(Point-per-instance localization data)
----
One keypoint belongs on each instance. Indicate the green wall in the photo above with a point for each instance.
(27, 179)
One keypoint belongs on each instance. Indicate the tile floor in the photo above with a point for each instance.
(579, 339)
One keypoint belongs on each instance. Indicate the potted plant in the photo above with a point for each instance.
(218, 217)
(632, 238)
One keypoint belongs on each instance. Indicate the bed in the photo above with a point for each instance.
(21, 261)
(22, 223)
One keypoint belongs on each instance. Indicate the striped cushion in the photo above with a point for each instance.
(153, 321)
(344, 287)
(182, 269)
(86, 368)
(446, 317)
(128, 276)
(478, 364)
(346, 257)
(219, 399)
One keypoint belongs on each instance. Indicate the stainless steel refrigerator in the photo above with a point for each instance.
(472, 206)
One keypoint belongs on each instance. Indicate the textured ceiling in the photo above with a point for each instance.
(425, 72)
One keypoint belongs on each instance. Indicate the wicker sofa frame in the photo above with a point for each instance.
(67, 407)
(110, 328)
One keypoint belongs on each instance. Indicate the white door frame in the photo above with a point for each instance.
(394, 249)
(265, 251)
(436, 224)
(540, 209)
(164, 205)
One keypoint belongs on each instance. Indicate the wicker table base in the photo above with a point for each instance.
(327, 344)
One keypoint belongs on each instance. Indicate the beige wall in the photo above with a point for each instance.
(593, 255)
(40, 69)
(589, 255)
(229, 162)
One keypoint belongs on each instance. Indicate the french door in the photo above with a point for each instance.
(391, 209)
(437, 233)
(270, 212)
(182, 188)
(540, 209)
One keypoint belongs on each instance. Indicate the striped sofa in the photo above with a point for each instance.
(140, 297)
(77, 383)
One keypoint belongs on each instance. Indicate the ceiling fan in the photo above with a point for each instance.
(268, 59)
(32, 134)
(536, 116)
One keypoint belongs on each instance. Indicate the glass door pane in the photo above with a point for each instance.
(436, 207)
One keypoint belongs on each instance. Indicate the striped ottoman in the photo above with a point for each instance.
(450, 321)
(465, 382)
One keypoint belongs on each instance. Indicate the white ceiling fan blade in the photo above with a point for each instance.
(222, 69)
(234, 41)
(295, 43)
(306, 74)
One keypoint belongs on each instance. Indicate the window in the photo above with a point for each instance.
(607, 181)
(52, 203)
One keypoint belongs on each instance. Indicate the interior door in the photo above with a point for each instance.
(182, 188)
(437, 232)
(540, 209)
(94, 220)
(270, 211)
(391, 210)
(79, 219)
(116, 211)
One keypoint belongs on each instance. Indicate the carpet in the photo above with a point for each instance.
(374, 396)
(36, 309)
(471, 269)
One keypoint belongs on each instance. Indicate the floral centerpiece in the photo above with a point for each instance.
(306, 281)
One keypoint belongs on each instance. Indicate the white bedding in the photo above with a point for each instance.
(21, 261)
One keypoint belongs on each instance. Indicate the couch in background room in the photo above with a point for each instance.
----
**Task goal**.
Give all the lines above again, exactly.

**Answer for the task**.
One keypoint belongs on each instance. Indicate the green wall in the photo above with a point for each instance.
(27, 179)
One keypoint belongs on each instance. Indicate the tile floor in the photo above with a point for each instance.
(579, 339)
One keypoint belongs on each instance. Indicate the potted plant in the photo above with a point for each instance.
(218, 217)
(632, 238)
One keypoint belongs on each instance. Indicate the bed in the photo above with a point for each instance.
(21, 261)
(22, 223)
One keypoint belongs on each instance. Indicate the striped cushion in the photo above with a point for each instance.
(153, 321)
(344, 287)
(182, 269)
(86, 368)
(446, 317)
(128, 276)
(478, 364)
(346, 257)
(219, 399)
One keypoint belongs on each instance. Indicate the stainless steel refrigerator in the photo above with a point for each instance.
(472, 206)
One keypoint belongs on each instance. Indicate the textured ceiling in the photo above with a point for each instance.
(425, 72)
One keypoint belongs on each instance. Indicate the wicker sofa frame in the photo above with a point for each instance.
(67, 407)
(110, 328)
One keypoint belongs on each instance. Indicate the white door frame in the photo above with a point for each instance.
(394, 249)
(265, 251)
(436, 224)
(540, 209)
(164, 205)
One keypoint belongs on each instance. Indicate the wicker table base in the photo above with a point for each instance.
(327, 344)
One keypoint belongs on each instance. Indicate the beige wall in the photo above with a point for each instance.
(593, 255)
(40, 69)
(589, 255)
(229, 162)
One keypoint belongs on each instance. Indicate the french door in the photo above with a point for each instance.
(391, 209)
(437, 233)
(270, 212)
(182, 188)
(540, 209)
One keypoint belongs on each instance. Indicate the striped sofa in the photo above with a point for each instance.
(140, 297)
(77, 383)
One keypoint belongs on each instance. Indicate the ceiling fan in the photo above with a point for each instance.
(268, 59)
(32, 134)
(536, 116)
One keypoint belongs on each instance. Indicate the glass door pane in the photo above with a point for each instance.
(436, 207)
One keypoint belongs on each instance. Indicate the striped ottoman in the photo above with a point for each instance.
(450, 321)
(465, 382)
One keypoint belongs on each instance. Indicate the white ceiling fan blade in the photo above with a point for each instance.
(222, 69)
(234, 41)
(295, 43)
(306, 74)
One keypoint belongs on each instance. Indicate the window in the photo above with a point for each instance.
(607, 181)
(52, 203)
One keypoint belongs on each instance. Indicate the interior door in the photo above with a point for each instance.
(182, 188)
(437, 232)
(540, 209)
(94, 220)
(270, 211)
(391, 210)
(79, 219)
(116, 211)
One keypoint belongs on each instance. Indicate the carpet in the photo above with a point for each instance.
(374, 396)
(36, 309)
(471, 269)
One keypoint belongs on each instance. Indicate the floral centerpiece in the photo above with a point for each instance.
(306, 281)
One keypoint belongs on each instance. Indicate the white bedding in the photo above with a point for each instance.
(21, 261)
One keypoint belongs on each instance. Indicate the couch in background room in the photo above with a point for each instance.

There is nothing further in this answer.